::: Given records :::

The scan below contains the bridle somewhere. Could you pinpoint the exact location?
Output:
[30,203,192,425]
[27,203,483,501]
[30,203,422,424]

:::

- [Task to complete]:
Please convert the records above into a numbered list, leaving out any blank lines.

- [Result of the task]:
1. The scan below contains the bridle somewhere. Could you pinpoint the exact location?
2. Output:
3. [30,203,192,425]
4. [27,203,483,501]
5. [30,203,422,424]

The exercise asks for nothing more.